## TASK MATERIAL
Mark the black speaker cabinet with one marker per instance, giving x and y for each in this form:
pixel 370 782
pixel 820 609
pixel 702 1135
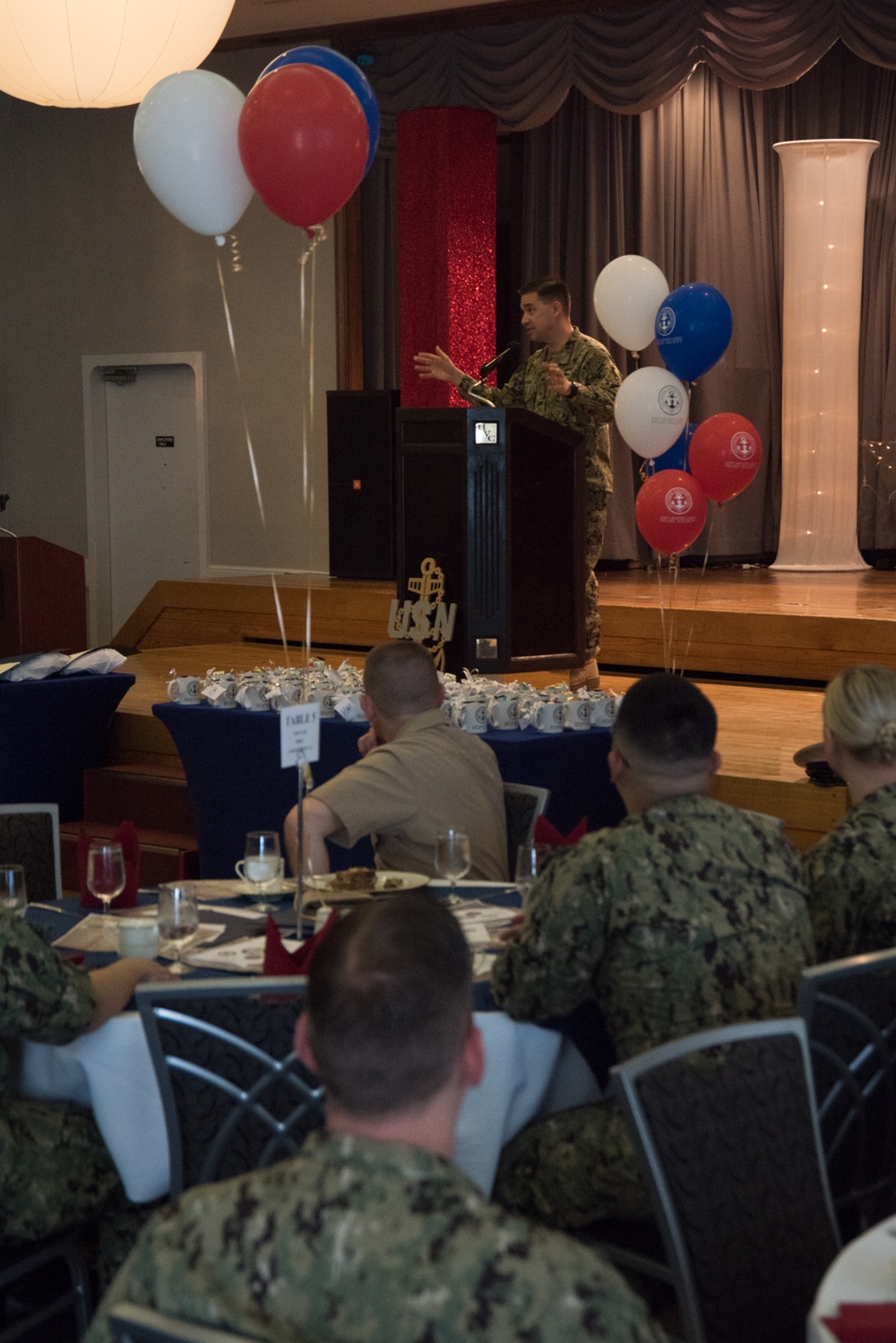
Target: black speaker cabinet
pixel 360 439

## THE TASK
Can you edit the lines above so that every "black speaker cabinet" reads "dark loudspeaker box", keeping everything else the same and leaving the pictures out?

## REPLY TO THE EXERCISE
Mark the dark loudspeaker box with one marker per instance, giving x and y for each in this form:
pixel 370 782
pixel 820 609
pixel 702 1135
Target: dark loudspeaker box
pixel 360 439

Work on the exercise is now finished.